Brief 1. Copy the rows below word for word, from the line with "--target ski slope" through the line with "Segment each instance of the ski", including both of those lines.

Extract to read.
# Recommended round for Liliput 6.35



## Capt Quirk (Jan 3, 2017)

I have recently acquired a 1927-1928 .25 cal Model 1. It obviously hadn't been cleaned in a long while, and has been  failing to eject, failing to seat, stovepiping, and double feeding. The only thing it hasn't done, is blow up.

After getting a box of Winchester 50gr ammo, (the only box I could find within 100 miles) I tried a few rounds. I couldn't fire 2 rounds in a row. After a thorough cleaning and oiling, it does a little better, but still has the original issues.

Question- is 50gr to light?


----------



## fishtail (Jan 3, 2017)

I don't have any suggestions for the double feeding other than the lips of the magazine might be spread slightly.
You are probably not going to find anything heavier than 50gr stuff.
See if something like Hornadys 35gr XTP will improve the other problems.
My neighbor has a Beretta that really likes them but coughs at most any other ammo.


----------



## Capt Quirk (Jan 3, 2017)

So, you're saying to go with a lighter round? If I can find them, I'll give it a go.


----------



## fishtail (Jan 3, 2017)

Actually I was being specific.
Try the Hornady first.


----------



## Capt Quirk (Jan 3, 2017)

Ok, thanks. I'm sure I'll have to go to Macon one of these days. I was lucky to find one box in Dublin, and grabbed it.


----------



## fishtail (Jan 3, 2017)

I just looked in one of my reloading manuals and see the 35gr XTP has been discontinued, so the likely hood of finding ammo is almost none.

To give you some idea of why I was suggesting a lighter bullet:
The usual charge rate of Red Dot powder in 25acp with a 35gr bullet is from 1.1gr to1.4gr.
But with a 50gr bullet the suggested charge rate is 0.8gr to 1.2gr.
That increased powder charge may have been the issue of why a lighter bullet cycled better than the heavier.


----------



## fishtail (Jan 3, 2017)

A better comparison would be when using Bullseye powder.
The 35gr suggested load is from 1.2gr to 1.5gr.
The 50gr suggested load is from 1.0gr to1.2gr.


----------



## fishtail (Jan 3, 2017)

Another thing that can cause "failing to eject, failing to seat, stovepiping" is the recoil spring. The spring tension may not be as heavy as it was 90 years ago.
Some firearms have certain spring tensions for certain rounds that are to be used.

Problematically "good luck" finding one to fit your pistol.

I accidentally found a spring to repair a Derringer. 
It was in a ball point pen.


----------

The records.
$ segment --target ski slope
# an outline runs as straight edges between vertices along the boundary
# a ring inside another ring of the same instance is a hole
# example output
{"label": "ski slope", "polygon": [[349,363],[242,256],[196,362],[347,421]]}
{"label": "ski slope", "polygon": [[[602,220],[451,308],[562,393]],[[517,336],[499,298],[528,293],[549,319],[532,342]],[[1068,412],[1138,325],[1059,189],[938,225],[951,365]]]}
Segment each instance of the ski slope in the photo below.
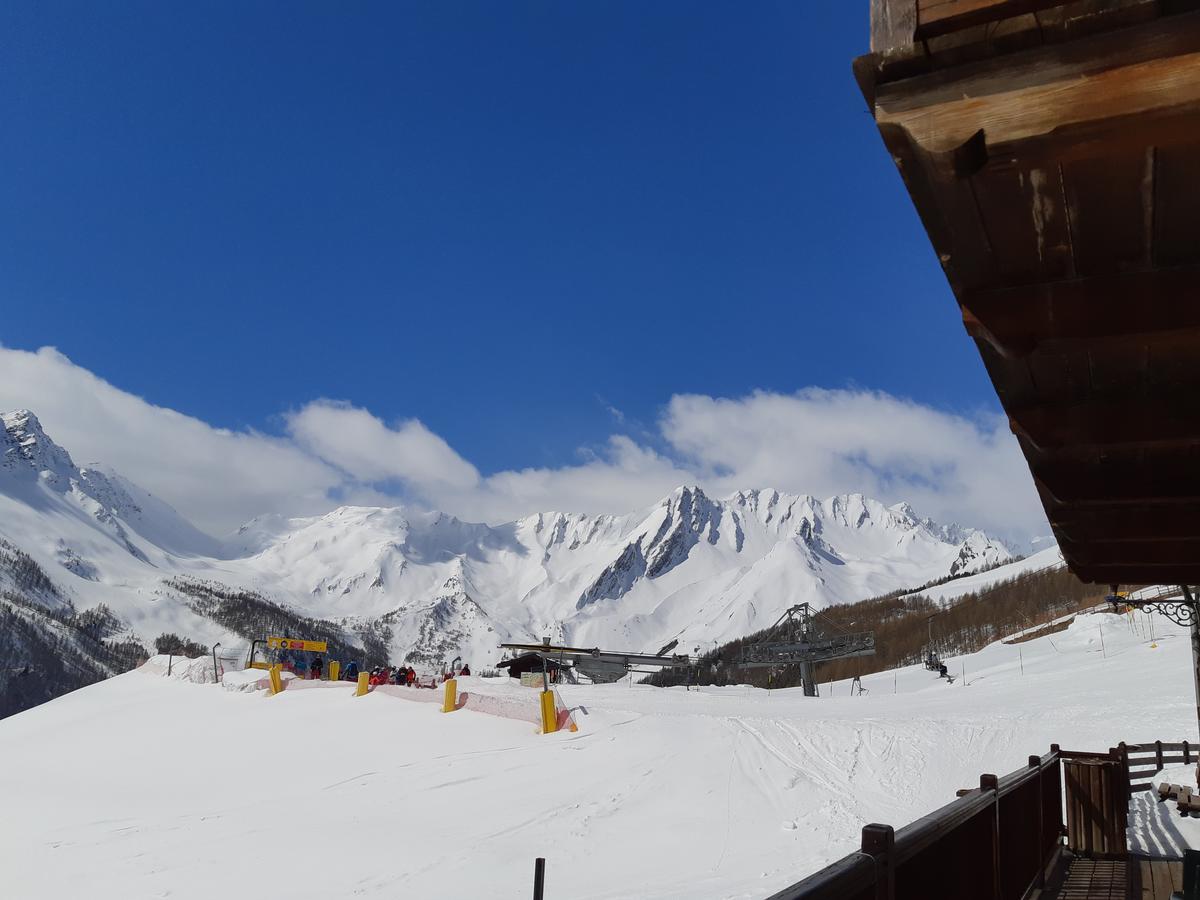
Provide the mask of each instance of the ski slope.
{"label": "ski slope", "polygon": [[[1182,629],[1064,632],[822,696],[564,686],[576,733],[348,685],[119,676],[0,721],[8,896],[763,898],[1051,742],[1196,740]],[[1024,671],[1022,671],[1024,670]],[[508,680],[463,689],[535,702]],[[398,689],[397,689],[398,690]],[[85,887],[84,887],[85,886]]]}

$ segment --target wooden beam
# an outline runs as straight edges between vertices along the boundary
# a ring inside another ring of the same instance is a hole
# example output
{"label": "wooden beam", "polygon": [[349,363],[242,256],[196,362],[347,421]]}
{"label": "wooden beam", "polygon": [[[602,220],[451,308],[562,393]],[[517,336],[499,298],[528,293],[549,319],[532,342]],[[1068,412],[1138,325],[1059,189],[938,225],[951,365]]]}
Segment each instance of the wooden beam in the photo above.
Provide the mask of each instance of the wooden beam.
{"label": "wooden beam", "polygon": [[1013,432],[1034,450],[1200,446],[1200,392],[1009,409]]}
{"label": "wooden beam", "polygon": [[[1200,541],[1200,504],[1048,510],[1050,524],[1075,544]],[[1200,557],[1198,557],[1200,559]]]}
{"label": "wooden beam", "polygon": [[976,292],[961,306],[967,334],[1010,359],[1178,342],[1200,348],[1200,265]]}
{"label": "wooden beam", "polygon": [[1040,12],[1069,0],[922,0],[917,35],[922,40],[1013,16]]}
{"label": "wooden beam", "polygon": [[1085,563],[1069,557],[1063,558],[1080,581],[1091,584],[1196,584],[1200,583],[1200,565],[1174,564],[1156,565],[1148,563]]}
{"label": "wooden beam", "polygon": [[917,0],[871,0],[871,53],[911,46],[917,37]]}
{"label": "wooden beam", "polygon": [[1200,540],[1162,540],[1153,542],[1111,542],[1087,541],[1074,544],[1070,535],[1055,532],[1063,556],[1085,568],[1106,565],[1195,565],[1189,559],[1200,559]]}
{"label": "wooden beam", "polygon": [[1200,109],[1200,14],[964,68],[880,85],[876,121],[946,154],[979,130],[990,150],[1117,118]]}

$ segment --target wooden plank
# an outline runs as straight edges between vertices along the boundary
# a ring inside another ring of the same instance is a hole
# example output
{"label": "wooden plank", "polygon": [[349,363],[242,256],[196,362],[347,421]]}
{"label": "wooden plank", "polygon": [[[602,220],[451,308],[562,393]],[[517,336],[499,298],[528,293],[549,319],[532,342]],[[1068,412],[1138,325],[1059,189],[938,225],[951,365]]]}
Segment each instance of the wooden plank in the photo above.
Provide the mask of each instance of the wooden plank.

---

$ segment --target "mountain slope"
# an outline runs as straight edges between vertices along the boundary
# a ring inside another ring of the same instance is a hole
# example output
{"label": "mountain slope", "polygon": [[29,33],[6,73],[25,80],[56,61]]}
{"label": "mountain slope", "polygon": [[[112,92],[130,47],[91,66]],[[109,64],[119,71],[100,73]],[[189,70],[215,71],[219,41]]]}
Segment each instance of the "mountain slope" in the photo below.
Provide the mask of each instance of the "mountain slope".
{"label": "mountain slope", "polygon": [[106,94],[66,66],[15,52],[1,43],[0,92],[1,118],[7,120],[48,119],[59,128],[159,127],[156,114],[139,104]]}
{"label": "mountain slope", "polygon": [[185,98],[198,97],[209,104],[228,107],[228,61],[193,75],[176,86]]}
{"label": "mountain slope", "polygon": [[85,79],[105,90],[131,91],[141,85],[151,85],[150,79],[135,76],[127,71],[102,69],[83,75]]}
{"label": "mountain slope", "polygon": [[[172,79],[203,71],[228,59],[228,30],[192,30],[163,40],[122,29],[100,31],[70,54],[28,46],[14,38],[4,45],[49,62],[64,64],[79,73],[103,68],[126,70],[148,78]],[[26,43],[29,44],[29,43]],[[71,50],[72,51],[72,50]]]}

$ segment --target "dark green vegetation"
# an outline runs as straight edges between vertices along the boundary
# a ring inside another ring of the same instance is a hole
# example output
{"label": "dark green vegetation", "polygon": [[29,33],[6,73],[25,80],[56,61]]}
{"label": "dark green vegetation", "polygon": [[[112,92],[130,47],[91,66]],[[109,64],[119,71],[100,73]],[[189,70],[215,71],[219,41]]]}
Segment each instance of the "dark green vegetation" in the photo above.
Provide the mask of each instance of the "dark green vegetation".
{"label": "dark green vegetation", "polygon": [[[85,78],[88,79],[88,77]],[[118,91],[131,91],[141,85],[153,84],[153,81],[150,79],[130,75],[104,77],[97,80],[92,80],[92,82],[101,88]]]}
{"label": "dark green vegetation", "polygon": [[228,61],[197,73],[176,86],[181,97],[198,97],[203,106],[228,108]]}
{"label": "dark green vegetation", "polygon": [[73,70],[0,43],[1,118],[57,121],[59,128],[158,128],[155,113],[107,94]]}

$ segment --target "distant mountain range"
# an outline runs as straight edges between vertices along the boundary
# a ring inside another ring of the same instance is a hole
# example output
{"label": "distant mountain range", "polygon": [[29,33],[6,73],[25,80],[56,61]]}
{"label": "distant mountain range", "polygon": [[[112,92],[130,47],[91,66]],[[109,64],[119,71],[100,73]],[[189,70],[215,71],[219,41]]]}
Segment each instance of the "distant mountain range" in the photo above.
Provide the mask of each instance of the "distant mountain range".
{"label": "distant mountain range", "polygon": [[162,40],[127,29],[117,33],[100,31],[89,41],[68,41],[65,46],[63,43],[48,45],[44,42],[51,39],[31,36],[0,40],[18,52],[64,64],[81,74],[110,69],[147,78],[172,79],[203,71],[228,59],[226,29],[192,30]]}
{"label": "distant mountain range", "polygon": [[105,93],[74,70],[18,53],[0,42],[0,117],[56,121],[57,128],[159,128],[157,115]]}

Brief 2.
Answer these from the forum thread on ammunition for the Liliput 6.35:
(a) What years is the .25 cal Model 1 said to date from?
(b) With Bullseye powder, what is the suggested load for a 35gr bullet?
(c) Where was the spring used to repair a Derringer found?

Exercise answer 1.
$ segment --target ski slope
# an outline runs as straight edges between vertices along the boundary
# a ring inside another ring of the same instance is a hole
# example output
{"label": "ski slope", "polygon": [[349,363],[242,256],[196,362],[347,421]]}
{"label": "ski slope", "polygon": [[[602,220],[451,308],[562,393]],[[517,336],[499,298],[528,293],[549,319],[532,342]],[[1068,412],[1138,325],[1059,189],[938,225],[951,365]]]}
Segment each instance of the ski slope in the photo below.

Exercise answer 2.
(a) 1927-1928
(b) 1.2gr to 1.5gr
(c) In a ball point pen